■ **About this exercise**
Go through the entries below and copy each line that holds the word "crowd".

Data to examine Block Start

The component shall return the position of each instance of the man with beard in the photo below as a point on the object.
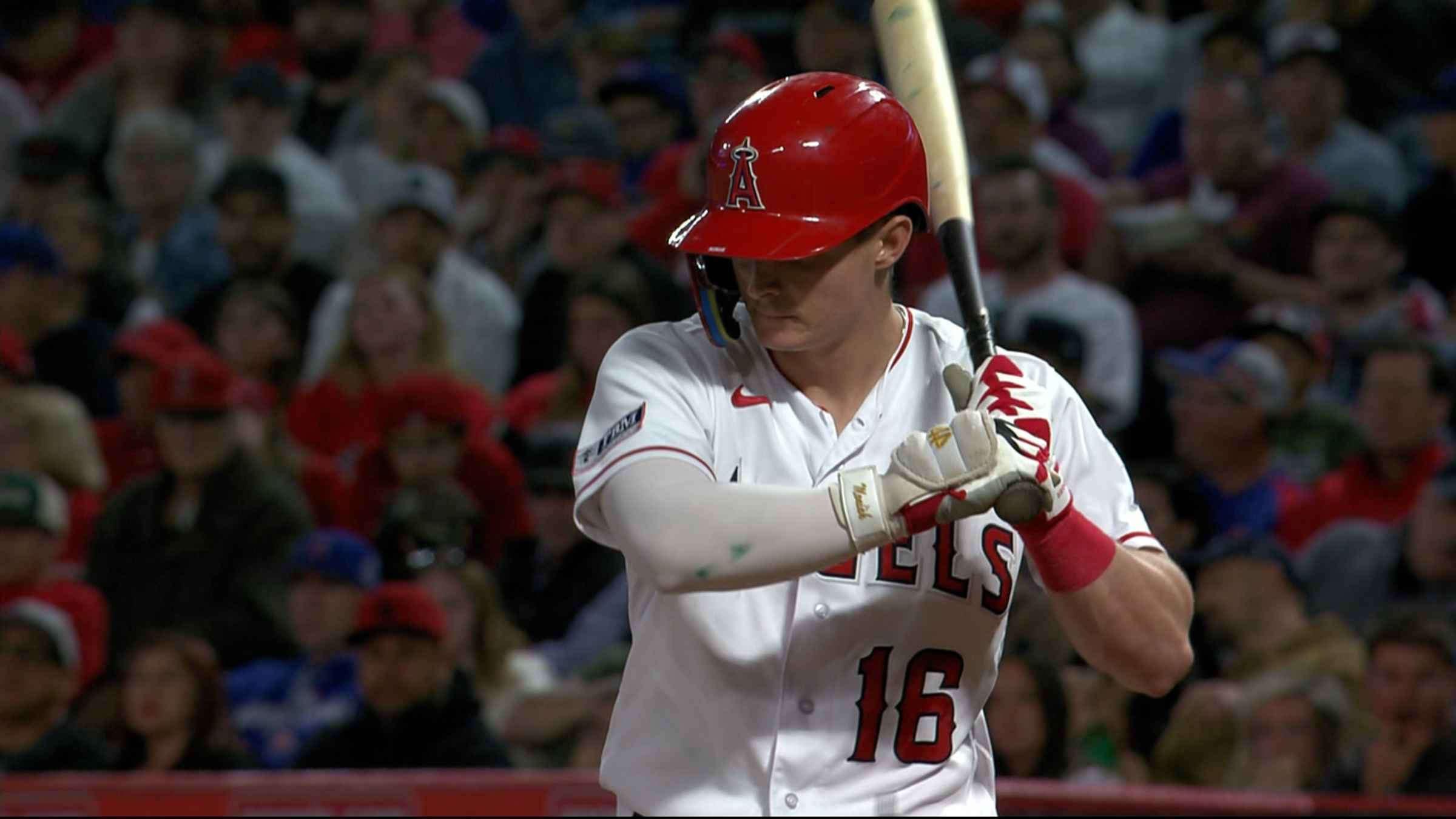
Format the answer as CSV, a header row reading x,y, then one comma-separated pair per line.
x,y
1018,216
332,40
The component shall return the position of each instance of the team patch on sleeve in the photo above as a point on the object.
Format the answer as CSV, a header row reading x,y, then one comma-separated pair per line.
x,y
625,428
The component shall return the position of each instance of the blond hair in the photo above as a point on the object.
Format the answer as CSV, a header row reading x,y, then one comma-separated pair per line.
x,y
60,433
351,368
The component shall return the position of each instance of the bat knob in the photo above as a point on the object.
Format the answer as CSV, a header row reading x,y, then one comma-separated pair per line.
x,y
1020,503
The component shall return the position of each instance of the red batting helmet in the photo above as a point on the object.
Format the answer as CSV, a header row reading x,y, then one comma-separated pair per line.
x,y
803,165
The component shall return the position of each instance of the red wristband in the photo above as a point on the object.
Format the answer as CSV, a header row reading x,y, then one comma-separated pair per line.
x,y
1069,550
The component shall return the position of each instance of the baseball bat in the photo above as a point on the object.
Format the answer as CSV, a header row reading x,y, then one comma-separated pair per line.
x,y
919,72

Data to examine Block End
Data to examine Block Start

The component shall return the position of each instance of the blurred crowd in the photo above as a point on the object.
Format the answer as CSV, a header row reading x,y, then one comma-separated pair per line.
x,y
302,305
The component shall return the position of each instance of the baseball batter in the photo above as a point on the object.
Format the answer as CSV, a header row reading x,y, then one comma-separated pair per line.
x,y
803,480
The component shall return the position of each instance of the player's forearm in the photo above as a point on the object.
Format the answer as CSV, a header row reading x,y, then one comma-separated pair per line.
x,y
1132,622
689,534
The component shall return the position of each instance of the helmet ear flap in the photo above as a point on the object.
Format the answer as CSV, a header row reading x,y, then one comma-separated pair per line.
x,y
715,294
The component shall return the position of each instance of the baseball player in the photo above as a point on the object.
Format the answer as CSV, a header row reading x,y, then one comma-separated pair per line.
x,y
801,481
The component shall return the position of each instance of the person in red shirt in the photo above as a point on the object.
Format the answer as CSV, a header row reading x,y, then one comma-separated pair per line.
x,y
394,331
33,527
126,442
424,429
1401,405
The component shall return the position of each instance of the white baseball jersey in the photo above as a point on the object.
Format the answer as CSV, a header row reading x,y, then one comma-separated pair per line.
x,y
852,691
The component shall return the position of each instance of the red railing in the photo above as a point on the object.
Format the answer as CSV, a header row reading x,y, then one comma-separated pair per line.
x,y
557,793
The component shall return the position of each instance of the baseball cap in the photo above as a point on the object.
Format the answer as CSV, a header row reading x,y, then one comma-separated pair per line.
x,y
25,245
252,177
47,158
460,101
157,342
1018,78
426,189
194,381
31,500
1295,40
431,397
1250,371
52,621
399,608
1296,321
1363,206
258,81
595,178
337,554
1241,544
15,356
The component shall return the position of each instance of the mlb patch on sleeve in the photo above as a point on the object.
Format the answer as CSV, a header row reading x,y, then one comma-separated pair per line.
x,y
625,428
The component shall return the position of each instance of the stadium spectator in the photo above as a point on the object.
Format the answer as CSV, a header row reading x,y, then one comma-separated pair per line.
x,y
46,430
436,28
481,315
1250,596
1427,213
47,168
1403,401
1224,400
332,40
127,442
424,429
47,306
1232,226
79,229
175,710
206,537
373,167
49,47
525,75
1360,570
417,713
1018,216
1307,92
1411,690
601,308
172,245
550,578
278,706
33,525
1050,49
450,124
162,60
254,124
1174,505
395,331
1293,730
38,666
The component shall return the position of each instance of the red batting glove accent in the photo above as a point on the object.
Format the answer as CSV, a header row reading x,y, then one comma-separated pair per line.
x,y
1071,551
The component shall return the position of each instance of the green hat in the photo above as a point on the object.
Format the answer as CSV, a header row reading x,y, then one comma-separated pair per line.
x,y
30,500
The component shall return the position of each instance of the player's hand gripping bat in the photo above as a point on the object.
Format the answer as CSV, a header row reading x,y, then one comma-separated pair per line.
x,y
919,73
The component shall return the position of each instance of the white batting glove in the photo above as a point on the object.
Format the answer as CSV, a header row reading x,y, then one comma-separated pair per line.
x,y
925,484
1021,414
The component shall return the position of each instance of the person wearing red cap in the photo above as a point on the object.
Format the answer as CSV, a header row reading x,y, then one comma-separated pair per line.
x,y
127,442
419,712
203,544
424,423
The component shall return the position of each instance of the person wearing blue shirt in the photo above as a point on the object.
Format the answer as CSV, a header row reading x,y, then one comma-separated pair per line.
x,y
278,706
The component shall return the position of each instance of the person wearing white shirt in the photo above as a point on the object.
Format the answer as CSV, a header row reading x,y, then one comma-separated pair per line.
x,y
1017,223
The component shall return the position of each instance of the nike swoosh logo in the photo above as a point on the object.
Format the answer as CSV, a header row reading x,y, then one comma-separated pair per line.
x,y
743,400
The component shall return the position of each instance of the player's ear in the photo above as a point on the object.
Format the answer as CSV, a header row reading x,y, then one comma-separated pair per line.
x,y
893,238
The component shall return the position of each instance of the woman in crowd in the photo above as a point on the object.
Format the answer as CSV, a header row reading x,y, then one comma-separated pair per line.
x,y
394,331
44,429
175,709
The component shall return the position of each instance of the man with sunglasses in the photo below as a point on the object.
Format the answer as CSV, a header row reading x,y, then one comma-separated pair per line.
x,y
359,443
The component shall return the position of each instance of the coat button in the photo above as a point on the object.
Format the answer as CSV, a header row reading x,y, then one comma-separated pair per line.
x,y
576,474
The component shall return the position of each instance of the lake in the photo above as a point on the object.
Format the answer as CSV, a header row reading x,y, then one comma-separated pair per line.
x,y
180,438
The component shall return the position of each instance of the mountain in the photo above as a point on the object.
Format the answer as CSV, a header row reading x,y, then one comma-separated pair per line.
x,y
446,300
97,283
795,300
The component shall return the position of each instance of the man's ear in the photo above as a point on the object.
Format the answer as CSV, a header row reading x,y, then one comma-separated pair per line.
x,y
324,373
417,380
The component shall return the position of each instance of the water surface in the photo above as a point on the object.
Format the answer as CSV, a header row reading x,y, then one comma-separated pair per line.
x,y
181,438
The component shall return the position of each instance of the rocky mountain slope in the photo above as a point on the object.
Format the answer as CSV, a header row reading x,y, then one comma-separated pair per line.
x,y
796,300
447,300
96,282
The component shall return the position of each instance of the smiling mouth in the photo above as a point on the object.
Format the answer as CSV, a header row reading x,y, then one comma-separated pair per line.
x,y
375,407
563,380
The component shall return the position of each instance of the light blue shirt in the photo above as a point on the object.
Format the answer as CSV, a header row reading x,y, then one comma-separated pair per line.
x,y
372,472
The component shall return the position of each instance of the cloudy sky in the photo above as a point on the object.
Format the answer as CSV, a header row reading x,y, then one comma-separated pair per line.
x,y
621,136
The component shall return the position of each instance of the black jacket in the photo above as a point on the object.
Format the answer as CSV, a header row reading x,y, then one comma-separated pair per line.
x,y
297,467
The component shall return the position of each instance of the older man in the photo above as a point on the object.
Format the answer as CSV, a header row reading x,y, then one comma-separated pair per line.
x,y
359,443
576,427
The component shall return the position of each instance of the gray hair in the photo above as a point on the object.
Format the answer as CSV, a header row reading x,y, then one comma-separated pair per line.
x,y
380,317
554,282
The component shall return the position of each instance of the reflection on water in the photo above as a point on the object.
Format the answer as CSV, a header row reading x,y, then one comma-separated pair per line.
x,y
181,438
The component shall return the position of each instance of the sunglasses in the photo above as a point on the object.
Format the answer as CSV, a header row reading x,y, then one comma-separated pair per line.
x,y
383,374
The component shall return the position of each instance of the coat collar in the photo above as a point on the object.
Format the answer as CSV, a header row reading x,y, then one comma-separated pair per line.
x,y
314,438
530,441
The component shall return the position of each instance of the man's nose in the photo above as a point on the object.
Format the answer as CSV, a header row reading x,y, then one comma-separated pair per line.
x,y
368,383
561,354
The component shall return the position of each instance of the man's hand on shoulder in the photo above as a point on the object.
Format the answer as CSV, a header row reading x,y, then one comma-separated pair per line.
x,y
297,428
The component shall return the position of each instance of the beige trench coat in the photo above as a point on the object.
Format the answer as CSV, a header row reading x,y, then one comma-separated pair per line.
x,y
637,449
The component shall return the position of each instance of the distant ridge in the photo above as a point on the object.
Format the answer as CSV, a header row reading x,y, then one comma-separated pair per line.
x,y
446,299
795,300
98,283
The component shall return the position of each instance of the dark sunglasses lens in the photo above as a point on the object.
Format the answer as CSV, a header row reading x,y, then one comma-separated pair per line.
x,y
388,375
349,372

Data to examine Block End
Data to examine Block Start

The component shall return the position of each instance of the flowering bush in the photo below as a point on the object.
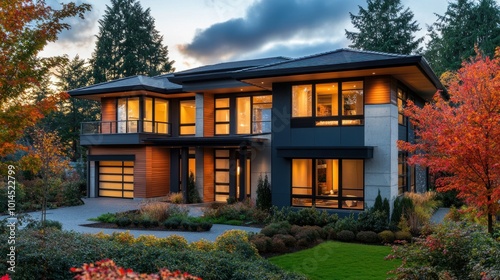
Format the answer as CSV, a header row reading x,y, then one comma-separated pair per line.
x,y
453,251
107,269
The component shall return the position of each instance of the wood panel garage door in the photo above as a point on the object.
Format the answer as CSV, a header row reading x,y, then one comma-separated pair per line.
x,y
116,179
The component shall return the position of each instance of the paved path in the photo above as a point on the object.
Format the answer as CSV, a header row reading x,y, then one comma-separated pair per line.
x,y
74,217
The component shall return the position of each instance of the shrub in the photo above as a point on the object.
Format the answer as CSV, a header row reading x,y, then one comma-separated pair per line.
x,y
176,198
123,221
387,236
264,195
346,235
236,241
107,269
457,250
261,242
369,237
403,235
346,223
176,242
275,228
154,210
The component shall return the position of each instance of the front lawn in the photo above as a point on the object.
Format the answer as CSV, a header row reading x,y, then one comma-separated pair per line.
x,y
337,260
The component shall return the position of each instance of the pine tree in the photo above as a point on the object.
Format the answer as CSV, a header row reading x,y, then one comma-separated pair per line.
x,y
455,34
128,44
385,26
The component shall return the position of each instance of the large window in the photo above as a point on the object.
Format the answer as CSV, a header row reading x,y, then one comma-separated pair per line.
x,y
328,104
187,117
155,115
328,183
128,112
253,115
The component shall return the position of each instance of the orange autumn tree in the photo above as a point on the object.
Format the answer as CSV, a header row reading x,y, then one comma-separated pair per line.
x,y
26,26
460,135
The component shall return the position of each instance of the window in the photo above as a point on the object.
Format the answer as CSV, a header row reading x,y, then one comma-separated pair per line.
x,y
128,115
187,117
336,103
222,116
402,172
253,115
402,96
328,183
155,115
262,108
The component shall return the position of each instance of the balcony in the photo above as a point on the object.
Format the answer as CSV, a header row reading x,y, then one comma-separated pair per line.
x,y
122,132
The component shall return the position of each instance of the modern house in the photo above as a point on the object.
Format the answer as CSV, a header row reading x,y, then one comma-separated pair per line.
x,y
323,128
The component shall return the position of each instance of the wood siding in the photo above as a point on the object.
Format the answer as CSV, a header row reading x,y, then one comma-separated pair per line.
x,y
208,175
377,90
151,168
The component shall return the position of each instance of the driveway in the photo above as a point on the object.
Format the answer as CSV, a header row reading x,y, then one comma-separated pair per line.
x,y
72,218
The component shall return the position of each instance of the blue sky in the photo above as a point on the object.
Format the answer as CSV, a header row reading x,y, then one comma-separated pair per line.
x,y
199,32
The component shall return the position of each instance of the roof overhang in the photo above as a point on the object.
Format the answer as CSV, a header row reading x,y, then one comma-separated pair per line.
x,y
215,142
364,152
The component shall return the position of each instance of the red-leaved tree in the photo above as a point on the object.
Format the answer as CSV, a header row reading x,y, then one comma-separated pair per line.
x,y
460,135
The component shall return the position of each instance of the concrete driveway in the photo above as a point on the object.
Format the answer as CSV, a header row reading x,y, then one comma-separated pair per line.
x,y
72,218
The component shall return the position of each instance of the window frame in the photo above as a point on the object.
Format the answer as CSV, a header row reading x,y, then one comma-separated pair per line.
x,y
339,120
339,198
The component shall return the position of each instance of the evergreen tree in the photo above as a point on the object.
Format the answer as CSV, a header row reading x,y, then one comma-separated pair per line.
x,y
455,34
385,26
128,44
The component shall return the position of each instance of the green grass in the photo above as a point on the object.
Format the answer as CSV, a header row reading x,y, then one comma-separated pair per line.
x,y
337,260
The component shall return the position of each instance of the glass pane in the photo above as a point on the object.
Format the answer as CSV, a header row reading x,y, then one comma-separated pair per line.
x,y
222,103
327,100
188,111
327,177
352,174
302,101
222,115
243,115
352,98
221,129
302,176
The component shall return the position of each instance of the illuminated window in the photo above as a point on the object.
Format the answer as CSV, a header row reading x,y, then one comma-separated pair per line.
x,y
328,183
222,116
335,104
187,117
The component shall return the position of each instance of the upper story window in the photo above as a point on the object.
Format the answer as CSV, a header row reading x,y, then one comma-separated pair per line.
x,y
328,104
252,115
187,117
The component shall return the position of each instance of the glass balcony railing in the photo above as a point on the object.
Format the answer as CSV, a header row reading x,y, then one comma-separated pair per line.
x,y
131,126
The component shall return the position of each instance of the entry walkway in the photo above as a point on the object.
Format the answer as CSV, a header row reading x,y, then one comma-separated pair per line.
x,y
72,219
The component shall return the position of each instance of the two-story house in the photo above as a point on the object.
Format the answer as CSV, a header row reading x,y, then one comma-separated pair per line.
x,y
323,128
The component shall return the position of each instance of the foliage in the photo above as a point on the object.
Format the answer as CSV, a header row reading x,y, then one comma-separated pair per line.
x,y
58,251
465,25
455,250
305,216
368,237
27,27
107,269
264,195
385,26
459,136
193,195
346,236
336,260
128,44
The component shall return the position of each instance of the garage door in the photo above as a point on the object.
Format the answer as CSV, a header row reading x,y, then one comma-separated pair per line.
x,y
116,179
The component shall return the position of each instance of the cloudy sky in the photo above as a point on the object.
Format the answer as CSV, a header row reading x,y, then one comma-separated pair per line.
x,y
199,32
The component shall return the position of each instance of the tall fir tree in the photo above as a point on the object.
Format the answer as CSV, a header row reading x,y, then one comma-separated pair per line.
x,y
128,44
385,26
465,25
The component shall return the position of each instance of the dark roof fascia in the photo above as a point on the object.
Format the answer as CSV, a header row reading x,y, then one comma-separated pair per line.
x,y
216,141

Data to examine Block End

■ **Answer below**
The component shall return the position of each instance of the blurred crowd in the photo above as a point on the object.
The component shall return the position of each instance of the woman in crowd in the photo above as a point on the object.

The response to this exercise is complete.